> **Stated problem**
Copy the rows word for word, starting with the first line and going on through the line that contains "column 565, row 284", with both ends included.
* Start Information supplied *
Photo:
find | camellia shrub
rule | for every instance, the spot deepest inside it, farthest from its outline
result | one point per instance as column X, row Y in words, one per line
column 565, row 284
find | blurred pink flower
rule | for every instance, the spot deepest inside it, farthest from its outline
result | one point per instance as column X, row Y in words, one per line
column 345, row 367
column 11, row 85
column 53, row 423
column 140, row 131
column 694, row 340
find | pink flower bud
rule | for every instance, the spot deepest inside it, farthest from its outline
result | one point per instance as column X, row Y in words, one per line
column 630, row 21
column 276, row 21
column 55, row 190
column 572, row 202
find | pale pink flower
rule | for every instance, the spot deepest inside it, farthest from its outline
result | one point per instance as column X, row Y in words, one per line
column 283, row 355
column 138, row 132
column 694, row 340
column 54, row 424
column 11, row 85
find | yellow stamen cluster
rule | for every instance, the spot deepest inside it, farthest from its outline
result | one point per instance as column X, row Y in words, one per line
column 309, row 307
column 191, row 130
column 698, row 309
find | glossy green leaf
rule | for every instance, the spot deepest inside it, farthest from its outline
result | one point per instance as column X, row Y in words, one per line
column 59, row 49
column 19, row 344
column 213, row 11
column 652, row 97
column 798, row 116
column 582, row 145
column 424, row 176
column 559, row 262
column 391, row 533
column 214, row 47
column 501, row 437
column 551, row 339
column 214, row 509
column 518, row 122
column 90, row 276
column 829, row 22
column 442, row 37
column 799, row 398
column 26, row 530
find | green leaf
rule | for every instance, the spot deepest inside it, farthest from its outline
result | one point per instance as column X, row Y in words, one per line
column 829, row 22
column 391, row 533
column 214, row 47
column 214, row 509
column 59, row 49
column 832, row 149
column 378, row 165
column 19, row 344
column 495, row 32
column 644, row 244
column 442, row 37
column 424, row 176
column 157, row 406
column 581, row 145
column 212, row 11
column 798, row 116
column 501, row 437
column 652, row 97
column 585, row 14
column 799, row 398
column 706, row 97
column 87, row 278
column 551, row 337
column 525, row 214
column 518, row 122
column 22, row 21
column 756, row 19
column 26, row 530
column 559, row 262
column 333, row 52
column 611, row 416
* End Information supplied *
> **Solved problem**
Photo:
find | camellia shrub
rule | for every instance, the spot deepest inside it, farthest from its outline
result | one point per instance as column X, row Y in words, one per line
column 565, row 284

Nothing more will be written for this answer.